■ Work to do
Reproduce everything in the material from the line containing "shelf in this screenshot by giving bounding boxes." down to the line containing "[311,312,497,427]", with both of those lines included and no other lines.

■ Data for this task
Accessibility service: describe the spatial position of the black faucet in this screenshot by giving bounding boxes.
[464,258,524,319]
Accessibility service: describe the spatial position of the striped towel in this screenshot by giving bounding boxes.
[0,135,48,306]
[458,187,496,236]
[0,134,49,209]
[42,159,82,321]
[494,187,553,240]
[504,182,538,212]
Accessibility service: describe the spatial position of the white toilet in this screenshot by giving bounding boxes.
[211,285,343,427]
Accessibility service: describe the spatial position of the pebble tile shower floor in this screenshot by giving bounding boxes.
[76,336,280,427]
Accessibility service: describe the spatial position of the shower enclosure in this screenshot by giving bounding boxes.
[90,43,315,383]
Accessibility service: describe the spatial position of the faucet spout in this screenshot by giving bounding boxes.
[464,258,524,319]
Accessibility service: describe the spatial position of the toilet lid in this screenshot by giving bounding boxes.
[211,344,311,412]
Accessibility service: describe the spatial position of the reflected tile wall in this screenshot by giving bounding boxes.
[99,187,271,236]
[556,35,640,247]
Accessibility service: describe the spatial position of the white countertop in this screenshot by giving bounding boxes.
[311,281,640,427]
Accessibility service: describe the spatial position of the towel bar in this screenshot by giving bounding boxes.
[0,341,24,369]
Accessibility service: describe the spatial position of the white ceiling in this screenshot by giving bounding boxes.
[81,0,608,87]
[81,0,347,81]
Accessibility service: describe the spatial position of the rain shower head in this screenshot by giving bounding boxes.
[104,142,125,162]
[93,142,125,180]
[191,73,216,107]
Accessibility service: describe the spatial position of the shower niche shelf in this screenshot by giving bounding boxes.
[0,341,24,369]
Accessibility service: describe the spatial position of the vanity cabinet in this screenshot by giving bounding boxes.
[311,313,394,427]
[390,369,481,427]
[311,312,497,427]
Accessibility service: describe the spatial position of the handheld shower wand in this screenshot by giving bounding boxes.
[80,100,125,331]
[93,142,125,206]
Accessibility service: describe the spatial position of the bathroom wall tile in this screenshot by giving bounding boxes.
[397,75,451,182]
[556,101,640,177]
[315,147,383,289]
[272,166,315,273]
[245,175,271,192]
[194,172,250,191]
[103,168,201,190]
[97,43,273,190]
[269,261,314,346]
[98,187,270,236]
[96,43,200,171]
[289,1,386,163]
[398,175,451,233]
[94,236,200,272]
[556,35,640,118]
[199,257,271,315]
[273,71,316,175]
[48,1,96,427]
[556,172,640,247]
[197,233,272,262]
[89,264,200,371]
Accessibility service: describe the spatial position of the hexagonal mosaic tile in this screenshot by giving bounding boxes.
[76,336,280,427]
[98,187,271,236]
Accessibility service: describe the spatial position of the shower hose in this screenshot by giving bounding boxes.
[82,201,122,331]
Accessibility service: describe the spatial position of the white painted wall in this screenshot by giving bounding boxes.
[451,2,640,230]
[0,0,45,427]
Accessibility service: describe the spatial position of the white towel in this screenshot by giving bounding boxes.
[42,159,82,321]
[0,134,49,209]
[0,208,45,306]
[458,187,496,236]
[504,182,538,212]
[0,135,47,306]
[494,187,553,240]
---
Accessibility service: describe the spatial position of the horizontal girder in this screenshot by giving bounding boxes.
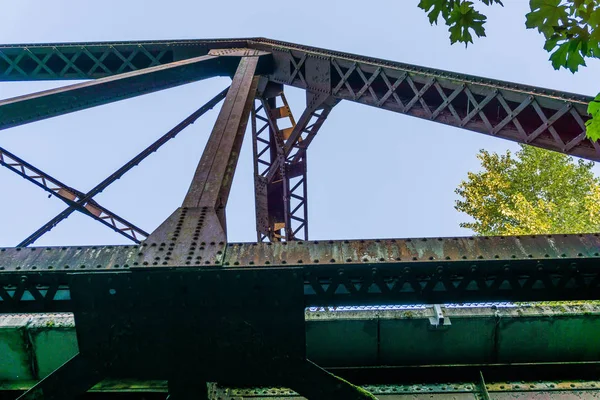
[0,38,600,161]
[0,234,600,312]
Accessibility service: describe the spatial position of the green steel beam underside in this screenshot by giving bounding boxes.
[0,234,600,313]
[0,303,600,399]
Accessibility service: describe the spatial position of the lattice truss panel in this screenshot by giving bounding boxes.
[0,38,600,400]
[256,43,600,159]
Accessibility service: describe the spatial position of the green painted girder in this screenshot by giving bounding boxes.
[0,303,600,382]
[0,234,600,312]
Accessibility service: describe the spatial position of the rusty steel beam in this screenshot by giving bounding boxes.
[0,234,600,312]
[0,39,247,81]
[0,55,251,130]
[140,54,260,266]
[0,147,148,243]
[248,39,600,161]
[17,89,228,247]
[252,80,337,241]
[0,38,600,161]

■ Answer for the task
Accessibility service: describe the spatial position of the shower niche shelf in this screenshot by giving bounding boxes.
[0,341,24,369]
Accessibility service: describe the spatial position of the vanity cabinet in this screenshot by giving bounding boxes.
[311,313,394,427]
[390,369,481,427]
[311,312,497,427]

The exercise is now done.